The task calls for each line of the records below in which the word "rough" appears.

__SOURCE MATERIAL__.
....

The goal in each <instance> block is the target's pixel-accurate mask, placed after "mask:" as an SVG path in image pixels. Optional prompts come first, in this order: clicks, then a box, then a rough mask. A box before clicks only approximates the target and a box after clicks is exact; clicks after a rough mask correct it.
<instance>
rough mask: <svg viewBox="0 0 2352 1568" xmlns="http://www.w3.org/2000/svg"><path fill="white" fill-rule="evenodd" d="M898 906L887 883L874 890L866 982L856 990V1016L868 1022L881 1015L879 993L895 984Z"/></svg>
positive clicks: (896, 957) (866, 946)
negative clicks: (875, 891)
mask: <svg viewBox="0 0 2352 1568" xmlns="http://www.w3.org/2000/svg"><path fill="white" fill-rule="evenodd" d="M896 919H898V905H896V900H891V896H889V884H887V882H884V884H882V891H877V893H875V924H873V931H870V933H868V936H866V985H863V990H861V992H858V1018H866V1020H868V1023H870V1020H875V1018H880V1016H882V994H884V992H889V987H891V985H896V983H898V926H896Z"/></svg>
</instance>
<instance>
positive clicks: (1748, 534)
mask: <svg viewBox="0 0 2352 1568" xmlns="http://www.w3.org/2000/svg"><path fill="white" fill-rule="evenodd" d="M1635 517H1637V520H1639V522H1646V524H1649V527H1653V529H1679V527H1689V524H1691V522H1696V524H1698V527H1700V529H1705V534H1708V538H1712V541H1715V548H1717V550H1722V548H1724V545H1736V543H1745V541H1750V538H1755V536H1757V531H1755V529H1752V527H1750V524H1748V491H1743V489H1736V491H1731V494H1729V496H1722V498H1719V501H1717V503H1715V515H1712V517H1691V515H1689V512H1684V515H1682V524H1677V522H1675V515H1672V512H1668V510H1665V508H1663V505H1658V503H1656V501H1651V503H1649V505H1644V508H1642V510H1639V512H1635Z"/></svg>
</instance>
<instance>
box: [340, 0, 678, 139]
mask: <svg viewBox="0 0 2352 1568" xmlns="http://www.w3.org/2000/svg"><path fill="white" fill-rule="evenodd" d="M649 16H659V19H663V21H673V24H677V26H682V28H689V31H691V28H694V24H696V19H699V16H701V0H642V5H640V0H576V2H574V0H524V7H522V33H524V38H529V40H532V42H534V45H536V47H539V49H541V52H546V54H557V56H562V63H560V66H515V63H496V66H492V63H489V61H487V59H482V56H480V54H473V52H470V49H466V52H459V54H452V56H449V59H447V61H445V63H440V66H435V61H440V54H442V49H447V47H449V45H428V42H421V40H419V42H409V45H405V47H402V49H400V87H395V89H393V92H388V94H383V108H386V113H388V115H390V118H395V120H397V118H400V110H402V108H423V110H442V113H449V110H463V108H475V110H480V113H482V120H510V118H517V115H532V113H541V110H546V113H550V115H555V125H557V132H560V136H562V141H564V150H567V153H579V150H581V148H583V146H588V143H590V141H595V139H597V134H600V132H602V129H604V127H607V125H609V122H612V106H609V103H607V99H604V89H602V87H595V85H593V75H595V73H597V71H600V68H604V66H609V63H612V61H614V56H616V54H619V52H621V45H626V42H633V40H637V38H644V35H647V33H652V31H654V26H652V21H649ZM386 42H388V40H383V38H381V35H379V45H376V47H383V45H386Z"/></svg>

....

__RESPONSE AREA__.
The goal in each <instance> block is the target's pixel-accurate mask, placed after "mask:" as an SVG path in image pixels. Optional prompts come first, in this order: clicks, then a box, then a rough mask. A box before clicks only approximates the target and a box after clicks is exact; clicks after a rough mask correct it.
rough mask: <svg viewBox="0 0 2352 1568" xmlns="http://www.w3.org/2000/svg"><path fill="white" fill-rule="evenodd" d="M898 906L887 883L874 890L866 982L856 990V1016L868 1022L881 1015L879 993L895 984Z"/></svg>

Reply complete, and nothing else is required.